── RAW RECORDS ──

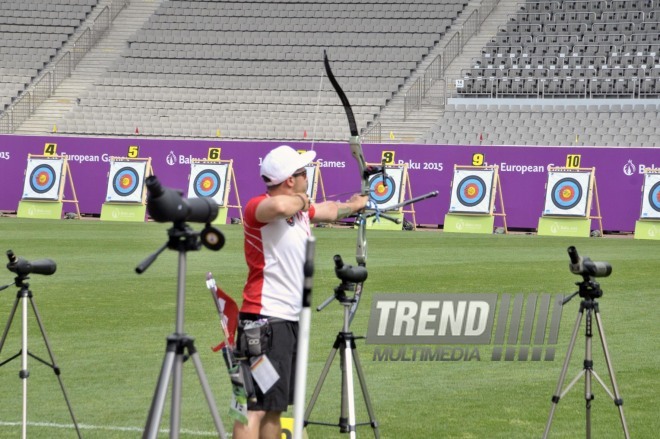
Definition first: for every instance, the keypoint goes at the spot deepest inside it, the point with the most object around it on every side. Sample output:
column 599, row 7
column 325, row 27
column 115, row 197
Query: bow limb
column 358, row 155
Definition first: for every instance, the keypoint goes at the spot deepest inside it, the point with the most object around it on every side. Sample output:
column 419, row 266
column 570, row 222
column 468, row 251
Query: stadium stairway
column 418, row 123
column 91, row 67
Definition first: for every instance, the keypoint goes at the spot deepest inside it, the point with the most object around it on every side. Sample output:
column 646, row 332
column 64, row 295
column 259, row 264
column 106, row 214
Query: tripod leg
column 56, row 369
column 349, row 393
column 177, row 385
column 207, row 391
column 618, row 401
column 588, row 369
column 319, row 384
column 365, row 392
column 8, row 325
column 158, row 402
column 562, row 377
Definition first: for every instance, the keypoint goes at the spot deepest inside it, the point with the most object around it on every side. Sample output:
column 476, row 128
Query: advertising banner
column 522, row 170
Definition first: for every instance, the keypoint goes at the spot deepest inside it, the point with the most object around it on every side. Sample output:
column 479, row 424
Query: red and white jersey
column 275, row 254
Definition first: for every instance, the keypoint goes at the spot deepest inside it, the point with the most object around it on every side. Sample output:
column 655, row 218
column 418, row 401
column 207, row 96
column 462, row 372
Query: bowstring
column 318, row 106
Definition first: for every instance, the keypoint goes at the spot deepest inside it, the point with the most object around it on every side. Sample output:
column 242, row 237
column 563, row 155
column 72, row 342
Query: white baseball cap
column 282, row 162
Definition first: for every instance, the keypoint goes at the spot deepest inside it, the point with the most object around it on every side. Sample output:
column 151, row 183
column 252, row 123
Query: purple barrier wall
column 523, row 171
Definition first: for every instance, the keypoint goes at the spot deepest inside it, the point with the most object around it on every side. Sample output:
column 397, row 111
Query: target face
column 126, row 181
column 651, row 196
column 208, row 180
column 473, row 191
column 386, row 191
column 566, row 193
column 43, row 178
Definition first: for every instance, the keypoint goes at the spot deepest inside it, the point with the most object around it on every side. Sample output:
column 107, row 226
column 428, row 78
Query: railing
column 421, row 88
column 45, row 85
column 372, row 134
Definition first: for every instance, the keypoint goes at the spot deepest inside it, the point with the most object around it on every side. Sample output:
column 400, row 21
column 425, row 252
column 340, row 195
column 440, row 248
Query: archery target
column 651, row 197
column 567, row 193
column 208, row 180
column 126, row 181
column 386, row 191
column 43, row 178
column 472, row 191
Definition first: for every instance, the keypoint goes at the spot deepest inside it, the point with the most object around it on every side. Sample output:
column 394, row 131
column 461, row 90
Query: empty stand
column 254, row 69
column 32, row 32
column 593, row 41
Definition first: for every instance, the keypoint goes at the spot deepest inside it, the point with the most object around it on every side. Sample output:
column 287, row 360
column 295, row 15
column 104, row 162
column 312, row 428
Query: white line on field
column 103, row 427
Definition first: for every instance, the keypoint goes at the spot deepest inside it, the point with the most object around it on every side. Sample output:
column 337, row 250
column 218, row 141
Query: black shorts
column 282, row 355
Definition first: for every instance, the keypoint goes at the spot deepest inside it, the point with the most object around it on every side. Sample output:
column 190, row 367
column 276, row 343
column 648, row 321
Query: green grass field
column 107, row 328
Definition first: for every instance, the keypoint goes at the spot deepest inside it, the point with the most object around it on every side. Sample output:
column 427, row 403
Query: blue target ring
column 654, row 197
column 207, row 183
column 566, row 193
column 42, row 179
column 382, row 190
column 126, row 181
column 471, row 191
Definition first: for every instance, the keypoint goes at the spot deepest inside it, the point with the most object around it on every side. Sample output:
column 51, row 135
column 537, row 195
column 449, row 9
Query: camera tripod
column 179, row 345
column 589, row 291
column 24, row 294
column 345, row 344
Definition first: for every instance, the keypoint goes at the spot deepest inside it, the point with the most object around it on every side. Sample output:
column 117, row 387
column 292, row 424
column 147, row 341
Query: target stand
column 648, row 225
column 215, row 179
column 43, row 188
column 388, row 190
column 571, row 195
column 472, row 207
column 125, row 199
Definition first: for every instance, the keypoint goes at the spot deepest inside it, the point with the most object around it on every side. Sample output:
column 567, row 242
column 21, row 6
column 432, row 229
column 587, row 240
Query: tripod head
column 588, row 289
column 350, row 276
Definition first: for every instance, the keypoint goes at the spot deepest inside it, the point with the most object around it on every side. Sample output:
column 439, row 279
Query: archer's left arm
column 329, row 211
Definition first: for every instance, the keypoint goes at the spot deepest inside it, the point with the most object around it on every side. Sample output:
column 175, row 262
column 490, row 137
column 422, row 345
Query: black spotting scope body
column 22, row 267
column 349, row 273
column 164, row 205
column 587, row 267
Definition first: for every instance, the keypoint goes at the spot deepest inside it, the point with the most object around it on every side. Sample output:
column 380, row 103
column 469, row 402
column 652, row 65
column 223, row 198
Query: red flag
column 228, row 315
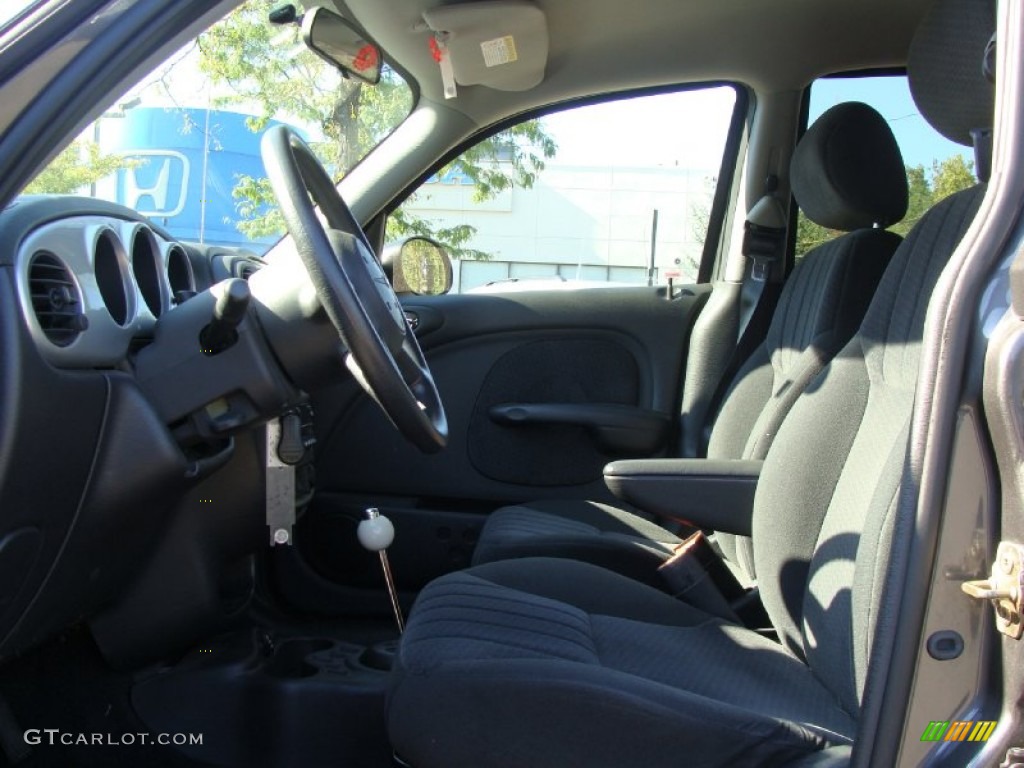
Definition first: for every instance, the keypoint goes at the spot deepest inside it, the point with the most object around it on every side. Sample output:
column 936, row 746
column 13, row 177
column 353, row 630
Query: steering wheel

───

AIM OF THE TASK:
Keep the pictures out of the copy and return the rest of the data above exactly.

REPLY TO THE TASK:
Definition first: for every instance, the keypoint goes at the spot deepest inside it, the point with the most object around it on every side. Sample output:
column 599, row 7
column 325, row 27
column 115, row 197
Query: bow limb
column 358, row 155
Definition first: for every instance, the keypoint goes at the spot deepest inside it, the point with the most object around it on every side. Sample output:
column 419, row 266
column 570, row 222
column 468, row 251
Query: stadium stairway
column 418, row 123
column 91, row 67
Definition first: for every instance, the keypoint goes at the spot deepest inside it, the point with the most object around it on every side. Sample output:
column 646, row 332
column 64, row 295
column 259, row 264
column 106, row 214
Query: tripod leg
column 56, row 369
column 349, row 393
column 177, row 385
column 207, row 391
column 618, row 401
column 588, row 369
column 319, row 384
column 365, row 392
column 8, row 325
column 158, row 402
column 562, row 377
Definition first: for every instance, the keypoint goes at the spot deepest inside it, the point with the most object around it on every side. Sample output:
column 476, row 128
Query: advertising banner
column 522, row 170
Definition first: for every instance, the keypoint goes at the spot deepest inside it, the point with the most object around it on every side. Sample output:
column 479, row 424
Query: red and white jersey
column 275, row 254
Definition first: for every instance, the keypoint goes at the spot deepest inside it, the point with the most object around it on every side. Sample output:
column 655, row 218
column 418, row 401
column 207, row 96
column 462, row 372
Query: bowstring
column 318, row 106
Definition first: for every instance, the keypoint goes at the spot deepest inside it, the point with the most object around it on every side. Sample output:
column 242, row 237
column 563, row 155
column 72, row 342
Query: white baseball cap
column 282, row 162
Definition first: for every instance, the keypoint goes at the spot deepest inside it, the point with the most object around it on every side. Sample output:
column 151, row 183
column 252, row 123
Query: purple barrier wall
column 523, row 171
Definition first: for every instance, the keypoint goes at the spot deepest inside it, the point with the most object around it on every side. Sample output:
column 397, row 111
Query: target face
column 126, row 181
column 651, row 196
column 208, row 180
column 473, row 191
column 386, row 191
column 566, row 193
column 43, row 178
Definition first: for every instance, the keypoint goes at the spot deepest inside it, the point with the most object around it on every side. Sample output:
column 107, row 226
column 428, row 78
Query: railing
column 421, row 88
column 45, row 85
column 372, row 134
Definition first: for every instance, the keypoint goes at the spot deepest inside it, the point with the most object around it on every side. Sample output:
column 400, row 21
column 425, row 252
column 340, row 195
column 440, row 248
Query: archery target
column 651, row 197
column 567, row 193
column 208, row 180
column 126, row 181
column 386, row 191
column 43, row 178
column 472, row 191
Definition first: for every instance, the keypoint goes at the spot deepest inside it, the point with the most object around it on every side. Sample output:
column 394, row 131
column 461, row 90
Query: empty stand
column 254, row 69
column 32, row 32
column 593, row 41
Definition first: for every instance, the keypoint goes at the spot deepest inside it, the point with the most object around it on every side. Sample output:
column 287, row 360
column 295, row 15
column 104, row 162
column 312, row 428
Query: white line on field
column 103, row 427
Definition first: for every instance, the keypoint goes at the spot deepest inside it, the point with the most object around it on every side. Sample output:
column 337, row 250
column 218, row 141
Query: black shorts
column 282, row 355
Definition first: for every instance, the keypoint goes at the spot deepest inside it, the point with the most object around it on every side. Sample output:
column 190, row 367
column 276, row 343
column 648, row 321
Query: green grass field
column 107, row 328
Definition first: for every instance, the keypoint goes at the spot deepest inside it, the point with the most object around it on every side. Sample output:
column 427, row 403
Query: blue target ring
column 654, row 197
column 207, row 183
column 566, row 193
column 42, row 179
column 382, row 190
column 126, row 181
column 471, row 191
Definition first: for every instance, the keypoint goes at the spot deepest inside it, the point with the most object around it on every side. Sample output:
column 51, row 135
column 537, row 195
column 449, row 9
Query: camera tripod
column 179, row 345
column 589, row 291
column 24, row 294
column 345, row 344
Definition first: for every instance, the keypoint goes at the spot deepest inside it, the point with the most object around it on every side. Sample output:
column 117, row 387
column 292, row 424
column 147, row 341
Query: target stand
column 648, row 225
column 215, row 179
column 43, row 188
column 388, row 190
column 571, row 195
column 472, row 207
column 125, row 199
Definition first: for every instance, the keypoint goes at the spot deepest inside it, the point with the most object around it on every side. Sample output:
column 567, row 242
column 21, row 6
column 432, row 229
column 587, row 240
Query: tripod head
column 588, row 289
column 350, row 276
Definition first: for every instance, the keypoint goes at the spot deepest inside it, the point with the most object around it on every side. Sample output:
column 439, row 279
Query: archer's left arm
column 329, row 211
Definition first: for every instance, the keypoint goes at the spot deepest inside it, the point with the most object around it on every side. Sample output:
column 175, row 262
column 490, row 137
column 422, row 345
Query: black spotting scope body
column 22, row 267
column 349, row 273
column 164, row 205
column 587, row 267
Definition first: for every instance, the keypoint goes at the spot deepest inside it, the point with the most object around it on every side. Sample output:
column 380, row 103
column 469, row 402
column 652, row 65
column 223, row 198
Query: red flag
column 228, row 315
Definition first: for every instance, the keypoint goes at the spot deepest inside it, the point with the most object around it on every side. Sample output:
column 936, row 746
column 13, row 177
column 353, row 630
Query: steering wheel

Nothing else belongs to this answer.